**SELECTED TEXT**

— Begin —

As such, they have upped their FY2023 earnings estimates to US$935 million from their previous estimate of a US$1.6 billion loss. The new earnings estimate factors in lower sales and marketing expenses, higher transaction fees for the e-commerce segment, and better contribution from Sea’s DFS segment.

See also: Maybank downgrades ComfortDelGro in contrarian call over Addison Lee acquisition worries

Citi lifts TP to US$110

Citi Research analyst Alicia Yap has kept her “buy” call on Sea with a higher target price of US$110 from US$105 previously as Sea turned net profit and ebitda positive in the 4QFY2022. Sea’s total generally accepted accounting principles (GAAP) revenue for the 4QFY2022 also beat her expectations by 12%.

— End —

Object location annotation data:

— Begin —

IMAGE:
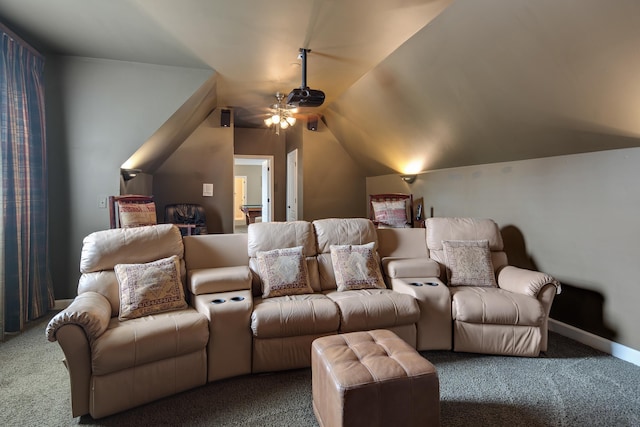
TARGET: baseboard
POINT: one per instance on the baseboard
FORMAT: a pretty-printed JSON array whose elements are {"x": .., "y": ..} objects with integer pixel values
[
  {"x": 620, "y": 351},
  {"x": 61, "y": 304}
]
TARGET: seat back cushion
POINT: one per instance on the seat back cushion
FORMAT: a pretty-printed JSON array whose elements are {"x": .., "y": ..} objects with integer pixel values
[
  {"x": 339, "y": 232},
  {"x": 467, "y": 229},
  {"x": 269, "y": 236},
  {"x": 102, "y": 250}
]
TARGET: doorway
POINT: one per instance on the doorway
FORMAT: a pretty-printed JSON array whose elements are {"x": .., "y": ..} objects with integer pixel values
[{"x": 255, "y": 193}]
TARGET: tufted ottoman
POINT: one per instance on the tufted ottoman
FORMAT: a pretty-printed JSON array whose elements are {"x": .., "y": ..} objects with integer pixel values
[{"x": 372, "y": 379}]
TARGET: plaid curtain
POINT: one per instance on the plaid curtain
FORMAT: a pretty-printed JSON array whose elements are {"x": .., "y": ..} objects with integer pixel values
[{"x": 26, "y": 291}]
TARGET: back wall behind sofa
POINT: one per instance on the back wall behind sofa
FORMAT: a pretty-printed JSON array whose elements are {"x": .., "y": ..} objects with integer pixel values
[{"x": 574, "y": 217}]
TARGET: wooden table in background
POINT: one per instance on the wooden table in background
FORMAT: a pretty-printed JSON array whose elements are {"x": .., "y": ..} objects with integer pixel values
[{"x": 251, "y": 212}]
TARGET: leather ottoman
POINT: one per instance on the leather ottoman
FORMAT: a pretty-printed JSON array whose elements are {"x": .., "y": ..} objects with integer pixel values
[{"x": 372, "y": 378}]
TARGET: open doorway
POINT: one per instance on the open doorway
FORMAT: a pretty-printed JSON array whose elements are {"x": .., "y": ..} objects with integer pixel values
[{"x": 253, "y": 191}]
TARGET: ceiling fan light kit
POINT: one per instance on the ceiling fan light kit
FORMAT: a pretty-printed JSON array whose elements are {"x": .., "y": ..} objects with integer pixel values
[{"x": 281, "y": 115}]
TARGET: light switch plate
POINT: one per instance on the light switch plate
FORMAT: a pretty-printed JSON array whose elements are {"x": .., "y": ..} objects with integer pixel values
[{"x": 207, "y": 190}]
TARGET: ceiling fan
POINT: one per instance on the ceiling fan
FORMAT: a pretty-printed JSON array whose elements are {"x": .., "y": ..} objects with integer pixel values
[{"x": 304, "y": 96}]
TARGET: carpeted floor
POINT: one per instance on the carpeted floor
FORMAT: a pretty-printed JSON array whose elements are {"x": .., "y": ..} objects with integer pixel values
[{"x": 570, "y": 385}]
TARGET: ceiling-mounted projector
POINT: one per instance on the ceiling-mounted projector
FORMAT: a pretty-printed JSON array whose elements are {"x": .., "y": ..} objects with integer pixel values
[{"x": 303, "y": 96}]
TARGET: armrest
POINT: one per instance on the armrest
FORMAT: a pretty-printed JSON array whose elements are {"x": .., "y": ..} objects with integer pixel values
[
  {"x": 396, "y": 268},
  {"x": 524, "y": 281},
  {"x": 89, "y": 310}
]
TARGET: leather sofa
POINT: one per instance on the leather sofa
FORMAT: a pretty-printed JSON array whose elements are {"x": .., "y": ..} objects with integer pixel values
[{"x": 230, "y": 326}]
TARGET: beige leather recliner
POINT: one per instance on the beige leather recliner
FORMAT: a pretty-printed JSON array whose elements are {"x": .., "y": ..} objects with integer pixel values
[
  {"x": 510, "y": 318},
  {"x": 115, "y": 365},
  {"x": 284, "y": 327}
]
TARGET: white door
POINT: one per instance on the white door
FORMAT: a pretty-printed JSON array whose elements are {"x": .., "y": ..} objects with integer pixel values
[
  {"x": 267, "y": 184},
  {"x": 239, "y": 197},
  {"x": 292, "y": 185}
]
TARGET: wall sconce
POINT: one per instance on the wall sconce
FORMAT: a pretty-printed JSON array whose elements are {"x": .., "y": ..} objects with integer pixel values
[
  {"x": 129, "y": 174},
  {"x": 408, "y": 178}
]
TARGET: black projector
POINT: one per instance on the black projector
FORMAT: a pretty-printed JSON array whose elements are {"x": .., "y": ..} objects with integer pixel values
[{"x": 306, "y": 97}]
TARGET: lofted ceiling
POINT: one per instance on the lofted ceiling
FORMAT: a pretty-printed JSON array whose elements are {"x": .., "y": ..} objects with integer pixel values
[
  {"x": 252, "y": 45},
  {"x": 411, "y": 85}
]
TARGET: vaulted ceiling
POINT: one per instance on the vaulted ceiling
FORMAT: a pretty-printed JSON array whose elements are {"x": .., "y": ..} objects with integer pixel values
[{"x": 410, "y": 84}]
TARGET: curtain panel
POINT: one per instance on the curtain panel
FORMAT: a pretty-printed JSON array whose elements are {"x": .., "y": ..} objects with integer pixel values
[{"x": 26, "y": 291}]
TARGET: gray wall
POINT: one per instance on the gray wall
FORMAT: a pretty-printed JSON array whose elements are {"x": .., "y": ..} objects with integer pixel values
[
  {"x": 330, "y": 183},
  {"x": 206, "y": 156},
  {"x": 574, "y": 217},
  {"x": 98, "y": 113}
]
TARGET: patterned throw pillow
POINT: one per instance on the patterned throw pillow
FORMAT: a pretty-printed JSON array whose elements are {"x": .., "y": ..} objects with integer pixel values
[
  {"x": 356, "y": 267},
  {"x": 137, "y": 214},
  {"x": 392, "y": 213},
  {"x": 150, "y": 288},
  {"x": 469, "y": 263},
  {"x": 283, "y": 272}
]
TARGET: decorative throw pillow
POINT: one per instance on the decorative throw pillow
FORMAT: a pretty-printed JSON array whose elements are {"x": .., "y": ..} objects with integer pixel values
[
  {"x": 283, "y": 272},
  {"x": 150, "y": 288},
  {"x": 356, "y": 267},
  {"x": 392, "y": 213},
  {"x": 137, "y": 214},
  {"x": 469, "y": 263}
]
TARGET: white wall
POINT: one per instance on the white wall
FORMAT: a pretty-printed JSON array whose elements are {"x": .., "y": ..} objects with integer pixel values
[
  {"x": 98, "y": 113},
  {"x": 578, "y": 216}
]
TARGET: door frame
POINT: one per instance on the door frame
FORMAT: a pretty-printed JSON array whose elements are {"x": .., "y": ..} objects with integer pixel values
[{"x": 259, "y": 160}]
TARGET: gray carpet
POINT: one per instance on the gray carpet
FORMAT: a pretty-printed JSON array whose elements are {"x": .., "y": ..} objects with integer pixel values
[{"x": 570, "y": 385}]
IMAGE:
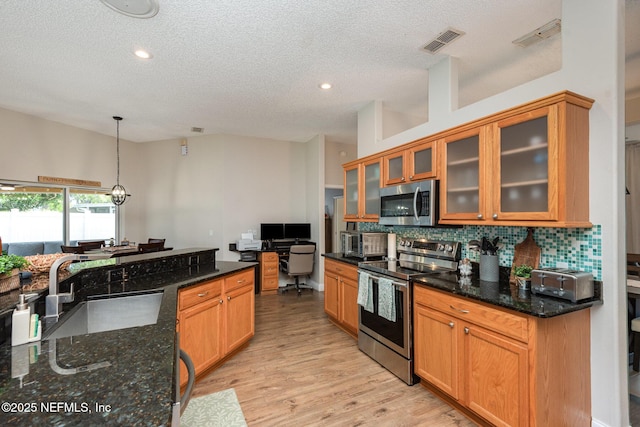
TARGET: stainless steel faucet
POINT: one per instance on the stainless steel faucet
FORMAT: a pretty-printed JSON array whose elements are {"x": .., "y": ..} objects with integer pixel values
[{"x": 55, "y": 299}]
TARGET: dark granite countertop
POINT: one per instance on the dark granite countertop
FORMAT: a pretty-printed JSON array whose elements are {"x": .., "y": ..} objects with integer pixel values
[
  {"x": 137, "y": 388},
  {"x": 500, "y": 293}
]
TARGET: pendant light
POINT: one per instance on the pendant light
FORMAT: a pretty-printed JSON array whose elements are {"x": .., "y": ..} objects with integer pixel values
[{"x": 118, "y": 193}]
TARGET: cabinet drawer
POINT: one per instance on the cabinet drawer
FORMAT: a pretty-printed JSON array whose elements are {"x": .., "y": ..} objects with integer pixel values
[
  {"x": 508, "y": 324},
  {"x": 199, "y": 293},
  {"x": 342, "y": 269},
  {"x": 269, "y": 257},
  {"x": 238, "y": 280}
]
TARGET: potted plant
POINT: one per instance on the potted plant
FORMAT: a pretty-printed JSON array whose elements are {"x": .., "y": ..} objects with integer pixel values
[
  {"x": 10, "y": 266},
  {"x": 523, "y": 275},
  {"x": 9, "y": 263}
]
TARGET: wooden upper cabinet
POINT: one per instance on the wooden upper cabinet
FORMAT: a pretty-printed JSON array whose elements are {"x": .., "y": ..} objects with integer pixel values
[
  {"x": 463, "y": 176},
  {"x": 525, "y": 166},
  {"x": 422, "y": 161},
  {"x": 414, "y": 163},
  {"x": 362, "y": 190}
]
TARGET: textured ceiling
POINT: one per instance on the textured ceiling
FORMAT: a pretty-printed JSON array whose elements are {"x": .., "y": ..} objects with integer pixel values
[{"x": 249, "y": 67}]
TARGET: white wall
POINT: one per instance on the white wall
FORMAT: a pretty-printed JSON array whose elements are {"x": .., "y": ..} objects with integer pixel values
[
  {"x": 224, "y": 186},
  {"x": 593, "y": 65}
]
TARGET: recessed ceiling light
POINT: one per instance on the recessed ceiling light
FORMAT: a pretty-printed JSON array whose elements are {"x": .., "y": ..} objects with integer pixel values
[{"x": 140, "y": 53}]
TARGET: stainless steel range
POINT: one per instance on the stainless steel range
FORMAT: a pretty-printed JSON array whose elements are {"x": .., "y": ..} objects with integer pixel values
[{"x": 385, "y": 299}]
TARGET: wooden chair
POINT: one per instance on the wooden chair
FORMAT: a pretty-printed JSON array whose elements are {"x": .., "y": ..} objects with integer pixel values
[
  {"x": 150, "y": 247},
  {"x": 633, "y": 272},
  {"x": 72, "y": 249}
]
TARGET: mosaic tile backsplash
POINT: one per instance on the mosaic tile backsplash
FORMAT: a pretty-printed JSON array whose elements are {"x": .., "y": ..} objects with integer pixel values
[{"x": 575, "y": 248}]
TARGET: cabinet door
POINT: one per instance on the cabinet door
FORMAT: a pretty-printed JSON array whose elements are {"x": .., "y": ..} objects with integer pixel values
[
  {"x": 331, "y": 294},
  {"x": 422, "y": 161},
  {"x": 351, "y": 192},
  {"x": 394, "y": 168},
  {"x": 349, "y": 304},
  {"x": 525, "y": 159},
  {"x": 463, "y": 188},
  {"x": 436, "y": 349},
  {"x": 239, "y": 314},
  {"x": 199, "y": 328},
  {"x": 370, "y": 190},
  {"x": 496, "y": 377}
]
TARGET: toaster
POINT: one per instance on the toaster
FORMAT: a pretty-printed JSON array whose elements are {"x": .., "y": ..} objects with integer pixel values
[{"x": 562, "y": 283}]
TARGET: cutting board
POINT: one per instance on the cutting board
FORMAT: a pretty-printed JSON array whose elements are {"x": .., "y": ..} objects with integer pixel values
[{"x": 526, "y": 252}]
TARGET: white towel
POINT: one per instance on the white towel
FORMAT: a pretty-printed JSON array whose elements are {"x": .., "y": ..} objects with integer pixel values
[
  {"x": 365, "y": 291},
  {"x": 386, "y": 299}
]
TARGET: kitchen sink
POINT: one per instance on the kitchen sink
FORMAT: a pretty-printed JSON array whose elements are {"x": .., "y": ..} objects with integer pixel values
[{"x": 108, "y": 314}]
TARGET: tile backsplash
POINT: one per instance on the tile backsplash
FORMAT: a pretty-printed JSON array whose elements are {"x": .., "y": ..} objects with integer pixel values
[{"x": 576, "y": 248}]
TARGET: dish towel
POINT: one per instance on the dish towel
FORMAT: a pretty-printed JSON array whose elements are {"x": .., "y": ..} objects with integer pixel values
[
  {"x": 365, "y": 291},
  {"x": 386, "y": 299}
]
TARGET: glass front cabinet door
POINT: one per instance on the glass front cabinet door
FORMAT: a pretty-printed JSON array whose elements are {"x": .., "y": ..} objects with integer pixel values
[
  {"x": 524, "y": 158},
  {"x": 462, "y": 181},
  {"x": 362, "y": 190}
]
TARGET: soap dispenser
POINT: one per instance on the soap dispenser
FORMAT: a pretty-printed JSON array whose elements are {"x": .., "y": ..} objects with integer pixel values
[{"x": 20, "y": 322}]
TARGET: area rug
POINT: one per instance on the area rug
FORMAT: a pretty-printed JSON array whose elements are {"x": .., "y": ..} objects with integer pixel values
[{"x": 220, "y": 409}]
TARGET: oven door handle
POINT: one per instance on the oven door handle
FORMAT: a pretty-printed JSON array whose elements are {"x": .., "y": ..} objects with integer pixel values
[
  {"x": 415, "y": 204},
  {"x": 396, "y": 283}
]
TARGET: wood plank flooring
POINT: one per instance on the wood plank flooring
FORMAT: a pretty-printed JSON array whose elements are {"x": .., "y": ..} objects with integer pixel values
[{"x": 301, "y": 370}]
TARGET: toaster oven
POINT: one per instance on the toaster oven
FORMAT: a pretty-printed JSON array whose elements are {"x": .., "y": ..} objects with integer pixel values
[{"x": 572, "y": 285}]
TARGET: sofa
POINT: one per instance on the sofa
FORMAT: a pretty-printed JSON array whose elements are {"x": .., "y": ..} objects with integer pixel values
[{"x": 33, "y": 248}]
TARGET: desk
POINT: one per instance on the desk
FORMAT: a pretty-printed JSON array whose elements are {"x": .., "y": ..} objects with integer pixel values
[{"x": 267, "y": 274}]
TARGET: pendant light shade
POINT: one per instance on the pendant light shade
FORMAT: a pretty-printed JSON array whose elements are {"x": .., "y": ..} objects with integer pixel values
[{"x": 118, "y": 193}]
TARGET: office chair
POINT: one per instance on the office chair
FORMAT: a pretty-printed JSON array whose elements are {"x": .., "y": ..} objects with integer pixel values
[{"x": 300, "y": 263}]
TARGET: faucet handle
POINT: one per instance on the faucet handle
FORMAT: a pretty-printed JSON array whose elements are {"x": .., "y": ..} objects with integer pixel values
[{"x": 66, "y": 296}]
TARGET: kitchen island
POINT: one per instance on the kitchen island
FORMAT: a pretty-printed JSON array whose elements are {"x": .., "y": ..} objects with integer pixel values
[{"x": 52, "y": 382}]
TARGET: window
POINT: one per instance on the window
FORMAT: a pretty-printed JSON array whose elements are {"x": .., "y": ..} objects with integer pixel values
[{"x": 32, "y": 213}]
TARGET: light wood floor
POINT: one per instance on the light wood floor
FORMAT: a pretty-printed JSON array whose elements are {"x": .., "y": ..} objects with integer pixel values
[{"x": 301, "y": 370}]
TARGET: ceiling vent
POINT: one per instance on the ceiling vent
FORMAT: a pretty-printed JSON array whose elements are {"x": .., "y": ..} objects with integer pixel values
[
  {"x": 539, "y": 34},
  {"x": 444, "y": 38}
]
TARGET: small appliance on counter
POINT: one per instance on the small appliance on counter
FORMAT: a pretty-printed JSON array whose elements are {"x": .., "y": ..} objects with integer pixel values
[
  {"x": 363, "y": 245},
  {"x": 572, "y": 285}
]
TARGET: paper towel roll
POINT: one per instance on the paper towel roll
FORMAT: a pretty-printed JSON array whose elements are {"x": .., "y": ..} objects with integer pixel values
[{"x": 391, "y": 246}]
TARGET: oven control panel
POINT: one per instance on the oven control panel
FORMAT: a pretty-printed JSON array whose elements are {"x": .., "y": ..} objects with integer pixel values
[{"x": 435, "y": 248}]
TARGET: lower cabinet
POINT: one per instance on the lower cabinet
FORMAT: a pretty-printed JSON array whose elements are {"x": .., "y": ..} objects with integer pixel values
[
  {"x": 508, "y": 368},
  {"x": 341, "y": 294},
  {"x": 215, "y": 318}
]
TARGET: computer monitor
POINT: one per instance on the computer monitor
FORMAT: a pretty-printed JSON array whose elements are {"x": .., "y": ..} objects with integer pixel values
[
  {"x": 297, "y": 231},
  {"x": 271, "y": 231}
]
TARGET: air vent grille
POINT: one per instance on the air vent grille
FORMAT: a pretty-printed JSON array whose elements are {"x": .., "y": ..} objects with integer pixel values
[
  {"x": 443, "y": 39},
  {"x": 539, "y": 34}
]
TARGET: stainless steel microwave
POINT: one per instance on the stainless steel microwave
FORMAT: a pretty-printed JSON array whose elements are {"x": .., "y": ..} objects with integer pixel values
[{"x": 414, "y": 204}]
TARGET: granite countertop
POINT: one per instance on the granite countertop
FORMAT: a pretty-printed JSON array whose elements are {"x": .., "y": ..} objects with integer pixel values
[
  {"x": 500, "y": 293},
  {"x": 138, "y": 388}
]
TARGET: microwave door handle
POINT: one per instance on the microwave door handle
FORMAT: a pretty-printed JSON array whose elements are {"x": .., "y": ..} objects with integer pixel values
[{"x": 415, "y": 205}]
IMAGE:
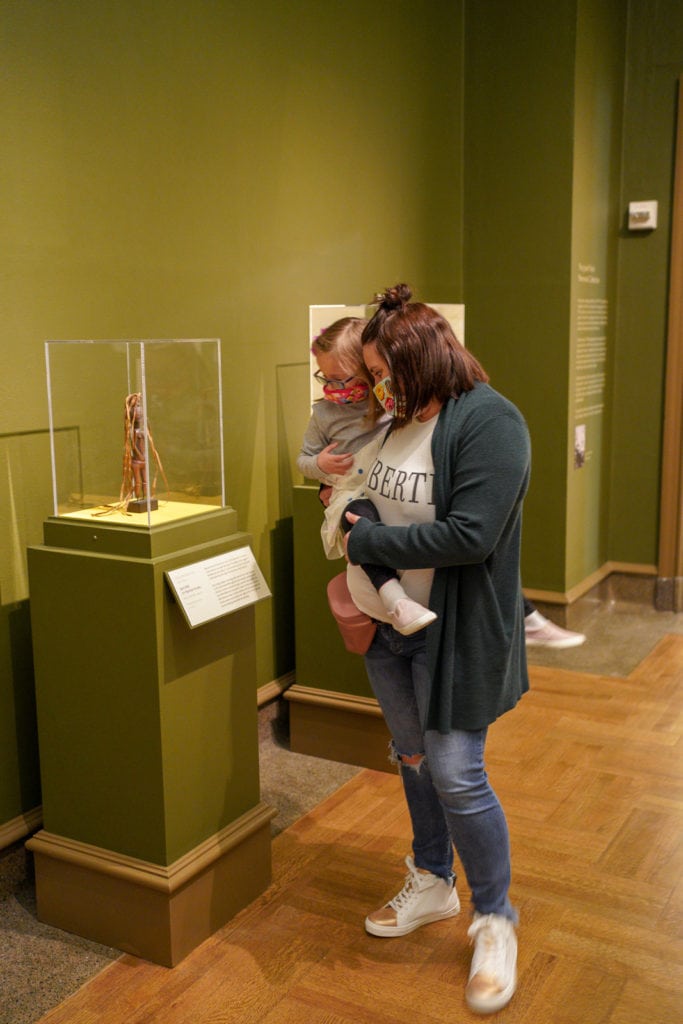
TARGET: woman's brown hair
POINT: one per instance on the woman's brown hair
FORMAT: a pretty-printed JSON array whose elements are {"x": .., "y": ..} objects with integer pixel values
[{"x": 422, "y": 351}]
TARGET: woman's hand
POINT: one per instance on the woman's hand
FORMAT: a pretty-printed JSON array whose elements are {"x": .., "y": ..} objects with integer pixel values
[
  {"x": 351, "y": 517},
  {"x": 334, "y": 464}
]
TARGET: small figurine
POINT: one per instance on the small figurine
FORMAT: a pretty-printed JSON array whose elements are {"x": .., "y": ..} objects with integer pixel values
[
  {"x": 135, "y": 481},
  {"x": 133, "y": 494}
]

— End —

**PROMPT 1**
Set down the passage on Sea's earnings word for word, between "Citi Research analyst" and "expectations by 12%.", inclusive.
**PROMPT 2**
Using the passage on Sea's earnings, decide whether each statement agrees with it. Answer yes or no for each, and quote the words that settle it.
(a) Before the revision, the FY2023 estimate was a loss of US$1.6 billion.
(b) Citi's analyst moved her call on Sea down to "hold."
(c) Sea's GAAP revenue for the 4QFY2022 came in 12% above the Citi analyst's expectations.
**PROMPT 3**
Continue the passage on Sea's earnings from the point where it stops.

**RIGHT ANSWER 1**
Citi Research analyst Alicia Yap has kept her “buy” call on Sea with a higher target price of US$110 from US$105 previously as Sea turned net profit and ebitda positive in the 4QFY2022. Sea’s total generally accepted accounting principles (GAAP) revenue for the 4QFY2022 also beat her expectations by 12%.

**RIGHT ANSWER 2**
(a) Yes: "from their previous estimate of a US$1.6 billion loss"
(b) No: "has kept her “buy” call on Sea"
(c) Yes: "also beat her expectations by 12%"

**RIGHT ANSWER 3**
“While most investors and analysts had expected overall loss could be narrowed by a large margin, we view the significant turn to net profit and ebitda profitable in 4QFY2022 as a big surprise,” writes Yap.

“GAAP revenue for digital entertainment (DE) came in significantly above expectation (though our GAAP revenue estimates were already higher than [the] street’s), which were 46% higher than our estimates,” she adds.

Sea’s e-commerce revenue stood in line with her estimates though order numbers and gross merchandise value (GMV) came in lower than expected.

Sea’s DFS segment and Shopee also came in ebitda positive, which was earlier than expected, notes Yap.

Following the briefing given by Sea’s management, Yap has adjusted her total GAAP revenues for the FY2023, FY2024 and FY2025 by 2.3%, 1.7% and -0.8% respectively.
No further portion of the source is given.